[EXERCISE PASSAGE — start]

INSPITE of the fact that the Bureau of Immigration (BI) continues to register COVID-19 infections among its personnel, work among its different units goes on unhampered.
As such, we are assured of round-the-clock protection from foreigners who may be in the country or hiding here, just waiting for the right moment to strike and victimize Filipinos.
Currently, there are at least 46 BI employees who were tested positive for the coronavirus and of the number, nine have already recovered while the 37 are still housed in government-accredited quarantine facilities except for one who is recovering in a hospital.
Note that half of those who contracted the virus are currently assigned at the BI main office in Intramuros, Manila while the rest are stationed in other places such as the international airports in Pasay and Cebu as well as the bureau's satellite and extension offices in Metro Manila and elsewhere in the country.
This is no longer a surprise since the BI is one of the few government agencies whose personnel render frontline services, not only in its offices, but also in the ports of entry as well, so that employees, inevitably, do come in contact or are exposed to persons who are carriers of this virus.
Not even the pandemic made BI authorities slow down or rest as in fact, three South Korean nationals wanted by authorities in Seoul for involvement in telecommunications fraud and an American fugitive wanted by authorities in California for assault and possession of deadly weapon were nabbed by BI Fugitive Search Unit (FSU) chief Bobby Raquepo and his men one after another.
The three---Lim Yeongjun, 36; Kwom Hyeoksoo, 49 and Sim Dong Woo, 49---were nabbed August 4 by joint operatives from the FSU and the Philippine National Police (PNP) inside the office of the Criminal Investigation and Detection Group (CIDG) at the Southern Police District (SPD) Headquarters in Fort Bonifacio, Taguig City where they were taken earlier into custody by policemen.
FSU chief Raquepo said the Koreans were not only overstaying aliens but are also subjects of red notices from the Interpol, even as their passports were already revoked by their government. They cannot be deported yet as they are facing criminal charges for violating the 1988 Access Device Regulation Act and 2011 Anti-Cybercrime Law and can only be deported once the criminal charges against them are resolved and upon completion of service of sentence.

[EXERCISE PASSAGE — finish]
[INPUT DATA — start]

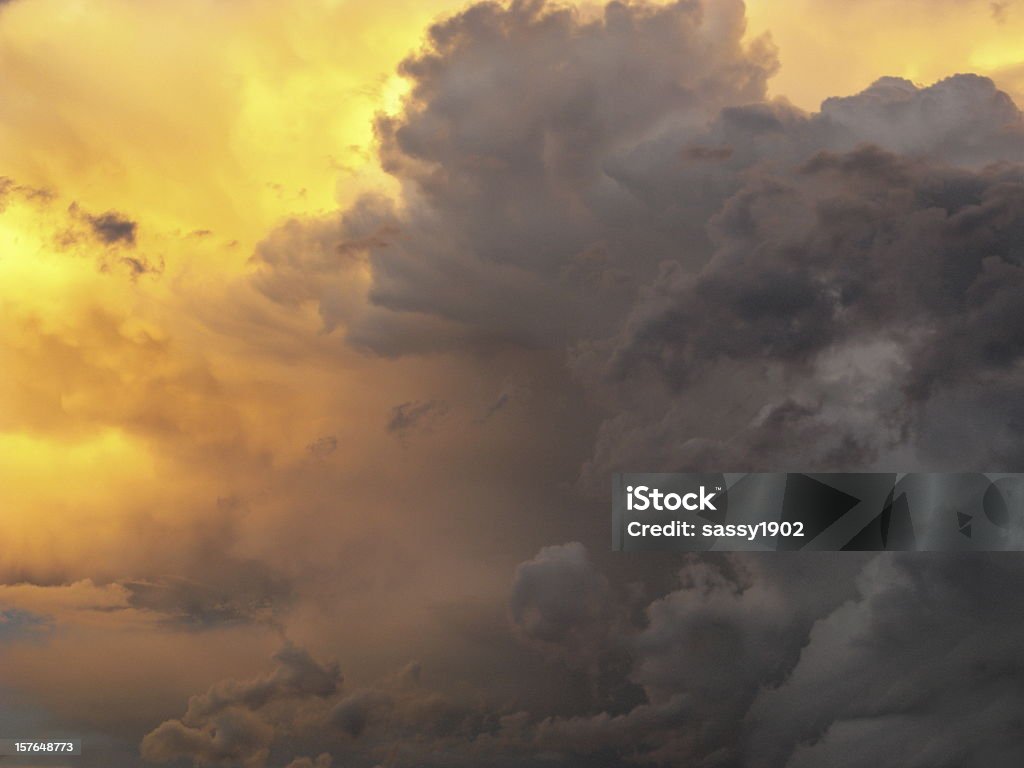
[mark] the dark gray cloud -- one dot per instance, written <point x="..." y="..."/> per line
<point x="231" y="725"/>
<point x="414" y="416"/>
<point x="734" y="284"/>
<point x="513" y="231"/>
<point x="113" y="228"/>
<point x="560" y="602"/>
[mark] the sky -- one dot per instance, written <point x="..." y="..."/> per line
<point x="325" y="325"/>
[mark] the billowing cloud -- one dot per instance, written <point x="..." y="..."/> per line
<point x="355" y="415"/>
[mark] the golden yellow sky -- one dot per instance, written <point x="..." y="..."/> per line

[INPUT DATA — finish]
[INPUT DATA — start]

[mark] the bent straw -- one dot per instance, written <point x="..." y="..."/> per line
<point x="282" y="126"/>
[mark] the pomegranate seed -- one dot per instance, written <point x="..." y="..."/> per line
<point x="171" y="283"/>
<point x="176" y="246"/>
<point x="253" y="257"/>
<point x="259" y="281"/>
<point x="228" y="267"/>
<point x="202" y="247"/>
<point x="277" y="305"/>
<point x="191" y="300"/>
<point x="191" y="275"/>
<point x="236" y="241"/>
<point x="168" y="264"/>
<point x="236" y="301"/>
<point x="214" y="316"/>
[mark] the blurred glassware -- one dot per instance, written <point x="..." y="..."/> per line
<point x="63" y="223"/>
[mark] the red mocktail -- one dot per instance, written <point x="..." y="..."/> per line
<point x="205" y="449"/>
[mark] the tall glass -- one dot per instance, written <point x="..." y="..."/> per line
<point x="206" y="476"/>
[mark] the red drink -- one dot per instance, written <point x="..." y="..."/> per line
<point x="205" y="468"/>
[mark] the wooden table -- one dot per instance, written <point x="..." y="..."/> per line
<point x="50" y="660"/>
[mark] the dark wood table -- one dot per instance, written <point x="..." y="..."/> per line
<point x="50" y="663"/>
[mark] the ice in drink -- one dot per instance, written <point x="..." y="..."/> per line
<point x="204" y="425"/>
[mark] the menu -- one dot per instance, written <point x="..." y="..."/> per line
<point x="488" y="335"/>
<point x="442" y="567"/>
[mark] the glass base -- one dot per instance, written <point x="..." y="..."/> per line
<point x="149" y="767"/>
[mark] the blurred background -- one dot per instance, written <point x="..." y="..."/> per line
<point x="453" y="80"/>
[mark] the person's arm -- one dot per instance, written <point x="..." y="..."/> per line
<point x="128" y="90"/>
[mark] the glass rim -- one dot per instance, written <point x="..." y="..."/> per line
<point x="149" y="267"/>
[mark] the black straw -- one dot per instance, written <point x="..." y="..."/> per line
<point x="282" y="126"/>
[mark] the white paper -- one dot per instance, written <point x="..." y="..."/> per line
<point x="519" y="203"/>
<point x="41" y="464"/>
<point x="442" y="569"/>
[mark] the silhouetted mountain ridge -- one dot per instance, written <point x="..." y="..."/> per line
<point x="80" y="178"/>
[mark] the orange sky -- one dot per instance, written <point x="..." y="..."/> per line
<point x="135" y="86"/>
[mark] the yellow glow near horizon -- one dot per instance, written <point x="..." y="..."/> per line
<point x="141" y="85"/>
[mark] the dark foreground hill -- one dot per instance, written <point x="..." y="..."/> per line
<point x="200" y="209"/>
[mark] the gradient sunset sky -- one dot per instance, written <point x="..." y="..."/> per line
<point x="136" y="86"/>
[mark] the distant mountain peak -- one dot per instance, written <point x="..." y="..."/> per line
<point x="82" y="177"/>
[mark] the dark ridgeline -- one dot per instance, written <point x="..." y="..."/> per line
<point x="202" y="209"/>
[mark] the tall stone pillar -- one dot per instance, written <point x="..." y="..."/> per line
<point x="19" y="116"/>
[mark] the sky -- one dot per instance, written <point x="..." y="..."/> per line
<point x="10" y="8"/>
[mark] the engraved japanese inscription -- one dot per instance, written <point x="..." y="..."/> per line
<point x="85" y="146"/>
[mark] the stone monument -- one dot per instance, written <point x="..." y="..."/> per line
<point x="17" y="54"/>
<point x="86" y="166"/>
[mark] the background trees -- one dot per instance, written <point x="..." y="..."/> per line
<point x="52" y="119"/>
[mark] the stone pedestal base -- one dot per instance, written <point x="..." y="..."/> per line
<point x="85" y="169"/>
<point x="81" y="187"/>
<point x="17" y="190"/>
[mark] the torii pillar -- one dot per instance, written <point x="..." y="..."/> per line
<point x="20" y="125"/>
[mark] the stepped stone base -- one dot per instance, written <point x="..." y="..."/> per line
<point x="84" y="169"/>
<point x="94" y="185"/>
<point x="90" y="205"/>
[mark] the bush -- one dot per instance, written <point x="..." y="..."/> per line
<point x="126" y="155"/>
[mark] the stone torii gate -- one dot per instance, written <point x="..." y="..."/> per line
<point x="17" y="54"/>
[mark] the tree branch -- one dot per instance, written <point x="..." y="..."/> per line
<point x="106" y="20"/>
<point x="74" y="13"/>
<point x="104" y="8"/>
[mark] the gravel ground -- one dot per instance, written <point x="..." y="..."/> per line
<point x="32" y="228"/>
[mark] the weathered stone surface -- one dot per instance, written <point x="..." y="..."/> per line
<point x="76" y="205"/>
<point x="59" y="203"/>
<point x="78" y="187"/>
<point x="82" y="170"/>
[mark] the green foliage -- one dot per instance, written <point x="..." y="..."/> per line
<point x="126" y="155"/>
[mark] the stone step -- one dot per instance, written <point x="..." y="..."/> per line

[INPUT DATA — finish]
[INPUT DATA — start]

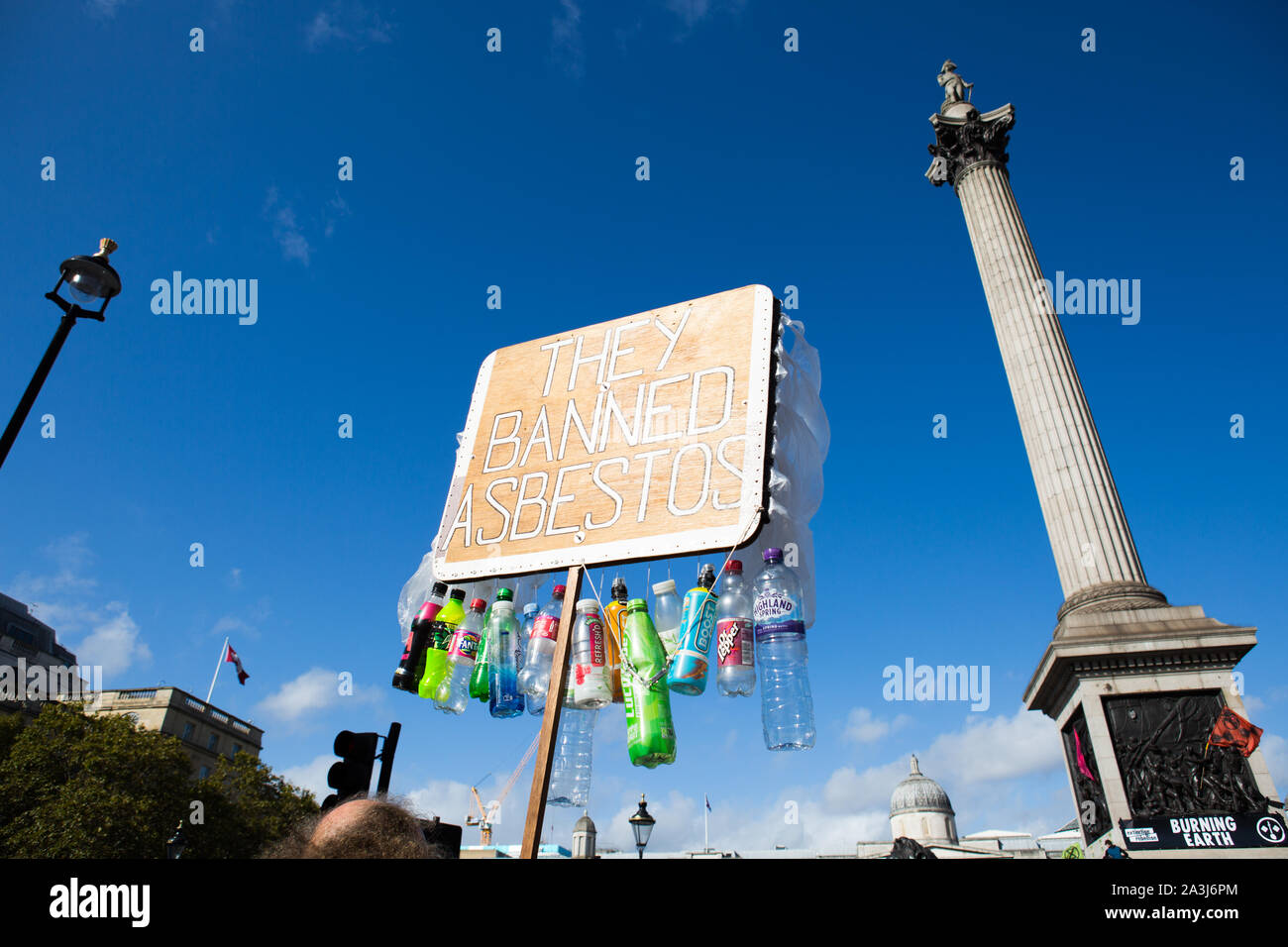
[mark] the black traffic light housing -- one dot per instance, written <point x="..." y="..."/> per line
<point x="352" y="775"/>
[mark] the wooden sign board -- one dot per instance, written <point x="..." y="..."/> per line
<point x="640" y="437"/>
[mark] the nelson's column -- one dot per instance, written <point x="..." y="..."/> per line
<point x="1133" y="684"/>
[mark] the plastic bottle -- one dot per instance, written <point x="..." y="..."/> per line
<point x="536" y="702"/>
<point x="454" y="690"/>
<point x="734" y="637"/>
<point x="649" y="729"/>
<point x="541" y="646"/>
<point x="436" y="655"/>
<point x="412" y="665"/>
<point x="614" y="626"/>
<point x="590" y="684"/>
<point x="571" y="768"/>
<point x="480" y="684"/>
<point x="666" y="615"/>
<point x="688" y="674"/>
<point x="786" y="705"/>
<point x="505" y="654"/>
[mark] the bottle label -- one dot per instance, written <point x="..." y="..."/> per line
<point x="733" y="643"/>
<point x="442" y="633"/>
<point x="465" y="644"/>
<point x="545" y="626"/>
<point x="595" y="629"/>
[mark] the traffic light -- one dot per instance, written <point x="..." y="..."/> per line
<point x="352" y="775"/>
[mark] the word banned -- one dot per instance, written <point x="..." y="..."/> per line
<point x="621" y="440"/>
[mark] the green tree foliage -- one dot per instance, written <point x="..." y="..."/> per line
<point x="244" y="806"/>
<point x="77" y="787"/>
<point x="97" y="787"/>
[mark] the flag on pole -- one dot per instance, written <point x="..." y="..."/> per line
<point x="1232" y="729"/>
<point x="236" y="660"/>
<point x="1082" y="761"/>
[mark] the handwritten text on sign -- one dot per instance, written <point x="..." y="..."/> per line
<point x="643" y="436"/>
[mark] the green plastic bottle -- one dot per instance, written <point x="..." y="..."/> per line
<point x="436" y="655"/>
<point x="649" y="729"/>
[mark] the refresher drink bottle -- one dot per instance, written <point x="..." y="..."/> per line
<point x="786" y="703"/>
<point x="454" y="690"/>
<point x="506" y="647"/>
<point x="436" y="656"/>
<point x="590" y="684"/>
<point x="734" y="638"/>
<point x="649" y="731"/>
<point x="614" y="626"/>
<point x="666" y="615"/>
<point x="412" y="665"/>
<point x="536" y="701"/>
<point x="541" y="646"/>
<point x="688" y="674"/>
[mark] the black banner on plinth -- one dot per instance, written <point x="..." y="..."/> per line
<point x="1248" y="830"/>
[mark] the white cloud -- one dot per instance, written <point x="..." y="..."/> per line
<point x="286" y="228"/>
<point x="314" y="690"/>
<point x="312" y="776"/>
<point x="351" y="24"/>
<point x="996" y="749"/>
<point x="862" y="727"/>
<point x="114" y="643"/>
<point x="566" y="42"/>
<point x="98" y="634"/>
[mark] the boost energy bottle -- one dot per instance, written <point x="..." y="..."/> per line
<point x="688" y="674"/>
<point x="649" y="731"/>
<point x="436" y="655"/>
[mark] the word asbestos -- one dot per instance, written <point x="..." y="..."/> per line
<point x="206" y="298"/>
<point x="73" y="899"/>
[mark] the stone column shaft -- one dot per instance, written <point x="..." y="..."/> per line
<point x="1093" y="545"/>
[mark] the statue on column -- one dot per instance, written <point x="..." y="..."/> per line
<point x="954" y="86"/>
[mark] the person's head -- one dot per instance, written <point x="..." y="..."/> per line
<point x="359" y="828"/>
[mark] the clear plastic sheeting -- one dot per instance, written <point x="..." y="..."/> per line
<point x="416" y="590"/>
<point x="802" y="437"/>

[INPUT DATA — finish]

### ACTIONS TO TAKE
1 – Return the Bureau of Immigration article verbatim, beginning at the words "Note that half" and stopping after "of this virus.".
2 – Answer these questions from the Bureau of Immigration article:
(a) How many BI employees have tested positive for the coronavirus?
(b) For what offenses was the American fugitive wanted by authorities in California?
(c) Under which two laws are the three South Koreans facing criminal charges?
3 – Continue the Bureau of Immigration article after its final sentence.
The entries are separate from the Bureau of Immigration article.

### ANSWERS BY ITEM NUMBER
1 –
Note that half of those who contracted the virus are currently assigned at the BI main office in Intramuros, Manila while the rest are stationed in other places such as the international airports in Pasay and Cebu as well as the bureau's satellite and extension offices in Metro Manila and elsewhere in the country.
This is no longer a surprise since the BI is one of the few government agencies whose personnel render frontline services, not only in its offices, but also in the ports of entry as well, so that employees, inevitably, do come in contact or are exposed to persons who are carriers of this virus.

2 –
(a) At least 46
(b) Assault and possession of deadly weapon
(c) The 1988 Access Device Regulation Act and the 2011 Anti-Cybercrime Law

3 –
According to Raquepo, BI Interpol Unit data revealed that the fugitives operated clandestine call centers in Manila, which they used to trick and defraud their victims. He said they deceive the victims by pretending that they are agents of lending institutions and persuade the victims to repay their loans in advance in order to avail of lower interest.
Korean authorities charged that the fugitives amassed from their phishing activities more than 80 million won or roughly more than US$67,000, which the unsuspecting victims deposited into the suspects' bank accounts.
American fugitive Peter Alex Drier, 45 on the other hand, was nabbed the following day or August 5 also by the group of Raquepo.
The US embassy disclosed that Drier has an outstanding arrest warrant issued by the police department in San Diego, California for failure to appear and answer an underlying charge of assault with a deadly weapon, even as Drier was twice arrested last year on charges of Crimes Against Person and Simple Assault by the San Diego police.
Alongside this, the BI deported 75 Chinese nationals who were previously arrested by a team headed by BI Intelligence Chief Fortunato Manahan, Jr., for involvement in illegal online gaming operations in the country.
They left via the Ninoy Aquino International Airport (NAIA), aboard a chartered plane that flew to Zhengzhou, China.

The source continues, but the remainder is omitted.